## Task objective
Can you extract every line of the records below that contains the string "plate", copying each line in full? The match is case-sensitive.

## Dataset entries
* * * * * * *

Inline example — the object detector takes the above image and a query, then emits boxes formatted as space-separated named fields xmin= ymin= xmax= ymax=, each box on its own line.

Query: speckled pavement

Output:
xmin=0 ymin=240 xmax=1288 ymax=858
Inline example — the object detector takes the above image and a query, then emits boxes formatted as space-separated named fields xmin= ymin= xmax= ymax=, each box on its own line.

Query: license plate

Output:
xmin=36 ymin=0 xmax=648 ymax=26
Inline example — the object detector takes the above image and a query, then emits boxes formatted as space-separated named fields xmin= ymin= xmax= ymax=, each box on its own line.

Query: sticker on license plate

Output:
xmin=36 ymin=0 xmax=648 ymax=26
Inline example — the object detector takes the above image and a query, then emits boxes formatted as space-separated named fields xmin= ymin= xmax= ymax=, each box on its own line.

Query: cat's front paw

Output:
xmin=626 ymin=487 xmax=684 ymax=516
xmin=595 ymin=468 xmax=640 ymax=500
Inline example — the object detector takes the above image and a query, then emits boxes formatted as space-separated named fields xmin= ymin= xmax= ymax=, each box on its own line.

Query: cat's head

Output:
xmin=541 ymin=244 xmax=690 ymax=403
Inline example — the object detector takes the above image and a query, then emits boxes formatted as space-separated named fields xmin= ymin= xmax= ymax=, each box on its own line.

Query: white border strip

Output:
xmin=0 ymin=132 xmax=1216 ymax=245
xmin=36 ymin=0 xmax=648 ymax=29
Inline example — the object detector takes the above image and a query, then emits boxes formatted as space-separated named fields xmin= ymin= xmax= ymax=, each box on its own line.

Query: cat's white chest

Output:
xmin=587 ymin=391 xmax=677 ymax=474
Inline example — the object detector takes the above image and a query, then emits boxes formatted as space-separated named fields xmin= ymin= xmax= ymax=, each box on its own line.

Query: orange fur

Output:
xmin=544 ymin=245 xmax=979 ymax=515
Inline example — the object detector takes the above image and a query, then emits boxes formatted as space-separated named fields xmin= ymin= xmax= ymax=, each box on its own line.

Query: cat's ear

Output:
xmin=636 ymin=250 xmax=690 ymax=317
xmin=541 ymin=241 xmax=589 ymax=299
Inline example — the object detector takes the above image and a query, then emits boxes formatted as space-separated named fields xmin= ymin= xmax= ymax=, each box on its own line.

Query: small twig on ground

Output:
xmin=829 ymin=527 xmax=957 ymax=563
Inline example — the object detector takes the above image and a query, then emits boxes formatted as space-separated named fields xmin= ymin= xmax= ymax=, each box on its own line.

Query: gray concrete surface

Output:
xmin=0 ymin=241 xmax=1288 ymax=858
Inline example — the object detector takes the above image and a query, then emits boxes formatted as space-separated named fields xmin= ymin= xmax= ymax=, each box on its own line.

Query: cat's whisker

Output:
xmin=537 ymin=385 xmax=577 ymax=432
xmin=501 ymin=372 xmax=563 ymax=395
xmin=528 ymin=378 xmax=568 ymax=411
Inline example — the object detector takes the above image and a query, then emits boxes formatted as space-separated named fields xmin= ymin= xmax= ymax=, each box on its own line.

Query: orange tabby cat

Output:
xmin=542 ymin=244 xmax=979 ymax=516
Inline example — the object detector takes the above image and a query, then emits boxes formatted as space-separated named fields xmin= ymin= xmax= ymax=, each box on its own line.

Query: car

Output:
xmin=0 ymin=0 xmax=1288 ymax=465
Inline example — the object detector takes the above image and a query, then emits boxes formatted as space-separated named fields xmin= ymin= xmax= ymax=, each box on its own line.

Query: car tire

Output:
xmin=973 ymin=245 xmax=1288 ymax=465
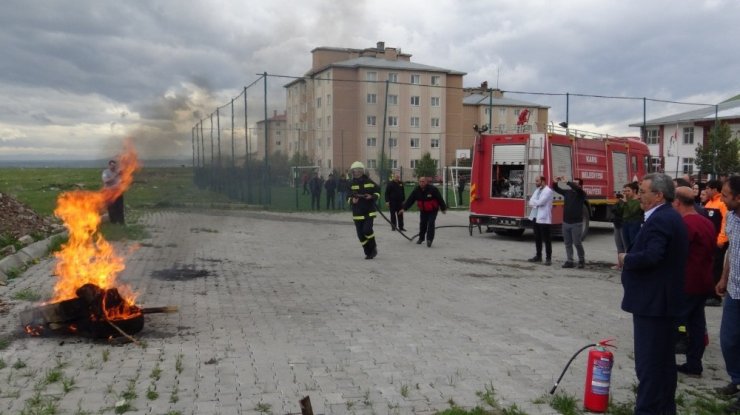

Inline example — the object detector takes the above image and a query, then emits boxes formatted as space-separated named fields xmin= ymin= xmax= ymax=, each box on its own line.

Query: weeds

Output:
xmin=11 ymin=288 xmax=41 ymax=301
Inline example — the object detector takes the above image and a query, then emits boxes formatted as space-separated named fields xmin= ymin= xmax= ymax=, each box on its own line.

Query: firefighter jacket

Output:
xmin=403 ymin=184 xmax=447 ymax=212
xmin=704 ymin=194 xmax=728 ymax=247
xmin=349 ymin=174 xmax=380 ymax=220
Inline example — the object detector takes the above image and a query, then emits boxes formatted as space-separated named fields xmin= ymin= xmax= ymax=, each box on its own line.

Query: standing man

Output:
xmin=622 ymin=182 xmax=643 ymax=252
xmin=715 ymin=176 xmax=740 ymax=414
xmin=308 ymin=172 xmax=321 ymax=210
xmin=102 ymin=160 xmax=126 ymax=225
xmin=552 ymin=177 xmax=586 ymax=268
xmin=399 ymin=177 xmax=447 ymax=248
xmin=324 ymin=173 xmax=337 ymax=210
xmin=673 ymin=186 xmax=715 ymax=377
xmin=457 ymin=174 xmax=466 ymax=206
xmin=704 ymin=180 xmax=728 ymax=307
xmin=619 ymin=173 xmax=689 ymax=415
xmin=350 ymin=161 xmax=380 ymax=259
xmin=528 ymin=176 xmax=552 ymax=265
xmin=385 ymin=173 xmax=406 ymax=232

* * * * * * *

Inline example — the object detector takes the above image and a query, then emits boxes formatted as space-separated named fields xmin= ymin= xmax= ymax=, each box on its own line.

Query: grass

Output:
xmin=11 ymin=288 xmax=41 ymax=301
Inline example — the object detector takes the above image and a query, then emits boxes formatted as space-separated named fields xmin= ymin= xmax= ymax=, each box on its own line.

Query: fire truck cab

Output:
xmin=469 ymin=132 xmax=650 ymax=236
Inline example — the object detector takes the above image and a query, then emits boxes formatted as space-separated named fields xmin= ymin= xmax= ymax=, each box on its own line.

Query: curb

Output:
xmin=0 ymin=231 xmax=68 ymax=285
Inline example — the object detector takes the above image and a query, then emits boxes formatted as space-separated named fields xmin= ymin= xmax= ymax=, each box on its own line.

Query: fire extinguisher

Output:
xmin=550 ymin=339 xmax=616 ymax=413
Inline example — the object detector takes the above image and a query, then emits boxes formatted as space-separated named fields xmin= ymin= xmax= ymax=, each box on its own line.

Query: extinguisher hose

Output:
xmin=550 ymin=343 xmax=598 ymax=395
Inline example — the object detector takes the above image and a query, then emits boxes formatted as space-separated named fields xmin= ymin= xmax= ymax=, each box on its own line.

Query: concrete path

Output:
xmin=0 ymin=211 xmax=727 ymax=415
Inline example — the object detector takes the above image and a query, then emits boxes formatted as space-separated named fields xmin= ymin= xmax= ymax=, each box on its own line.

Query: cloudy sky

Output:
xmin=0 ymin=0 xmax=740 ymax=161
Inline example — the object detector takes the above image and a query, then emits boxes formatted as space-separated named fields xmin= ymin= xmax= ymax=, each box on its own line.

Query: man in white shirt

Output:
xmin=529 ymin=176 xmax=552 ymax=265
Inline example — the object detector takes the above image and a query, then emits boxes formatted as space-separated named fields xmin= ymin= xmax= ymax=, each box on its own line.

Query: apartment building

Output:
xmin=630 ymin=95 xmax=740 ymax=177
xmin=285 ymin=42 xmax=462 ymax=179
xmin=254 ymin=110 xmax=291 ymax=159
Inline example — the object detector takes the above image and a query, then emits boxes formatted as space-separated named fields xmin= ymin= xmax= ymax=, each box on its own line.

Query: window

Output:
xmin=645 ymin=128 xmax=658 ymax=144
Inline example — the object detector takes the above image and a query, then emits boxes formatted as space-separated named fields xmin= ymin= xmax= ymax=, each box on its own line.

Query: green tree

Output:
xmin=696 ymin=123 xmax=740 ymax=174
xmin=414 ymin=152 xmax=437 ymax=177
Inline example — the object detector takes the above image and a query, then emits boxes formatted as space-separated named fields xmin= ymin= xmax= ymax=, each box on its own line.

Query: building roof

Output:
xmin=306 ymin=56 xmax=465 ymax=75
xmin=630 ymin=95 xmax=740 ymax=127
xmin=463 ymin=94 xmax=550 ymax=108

* * * * * * *

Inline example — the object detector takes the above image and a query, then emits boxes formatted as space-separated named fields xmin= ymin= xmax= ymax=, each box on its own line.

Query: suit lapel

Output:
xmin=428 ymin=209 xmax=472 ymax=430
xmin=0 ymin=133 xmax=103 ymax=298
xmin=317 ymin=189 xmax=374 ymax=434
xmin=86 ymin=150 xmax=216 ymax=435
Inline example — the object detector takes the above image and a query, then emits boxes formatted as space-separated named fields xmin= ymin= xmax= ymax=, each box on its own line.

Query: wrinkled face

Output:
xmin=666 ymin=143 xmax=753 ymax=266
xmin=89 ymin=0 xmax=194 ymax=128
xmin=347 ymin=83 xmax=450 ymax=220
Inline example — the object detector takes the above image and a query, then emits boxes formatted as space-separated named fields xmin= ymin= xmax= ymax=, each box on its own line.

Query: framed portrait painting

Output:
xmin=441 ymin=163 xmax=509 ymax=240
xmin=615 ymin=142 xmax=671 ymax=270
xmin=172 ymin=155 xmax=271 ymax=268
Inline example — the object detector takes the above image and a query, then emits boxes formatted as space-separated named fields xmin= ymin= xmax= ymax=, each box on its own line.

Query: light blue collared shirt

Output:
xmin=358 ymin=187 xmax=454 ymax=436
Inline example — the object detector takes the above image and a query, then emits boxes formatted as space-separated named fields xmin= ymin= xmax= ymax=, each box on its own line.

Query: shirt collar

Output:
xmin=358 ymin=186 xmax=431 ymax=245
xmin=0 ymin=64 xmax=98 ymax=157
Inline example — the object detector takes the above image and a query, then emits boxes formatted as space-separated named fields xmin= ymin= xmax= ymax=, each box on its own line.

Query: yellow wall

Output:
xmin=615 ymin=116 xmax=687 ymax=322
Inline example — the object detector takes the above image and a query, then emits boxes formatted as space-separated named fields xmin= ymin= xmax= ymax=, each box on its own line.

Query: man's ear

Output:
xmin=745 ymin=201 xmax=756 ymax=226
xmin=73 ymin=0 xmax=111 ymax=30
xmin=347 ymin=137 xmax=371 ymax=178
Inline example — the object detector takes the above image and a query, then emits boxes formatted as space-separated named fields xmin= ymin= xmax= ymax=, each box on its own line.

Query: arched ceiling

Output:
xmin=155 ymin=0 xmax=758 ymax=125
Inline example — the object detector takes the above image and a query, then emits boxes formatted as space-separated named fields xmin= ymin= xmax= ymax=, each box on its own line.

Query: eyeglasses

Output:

* * * * * * *

## The answer
Query: license plate
Query: sticker on license plate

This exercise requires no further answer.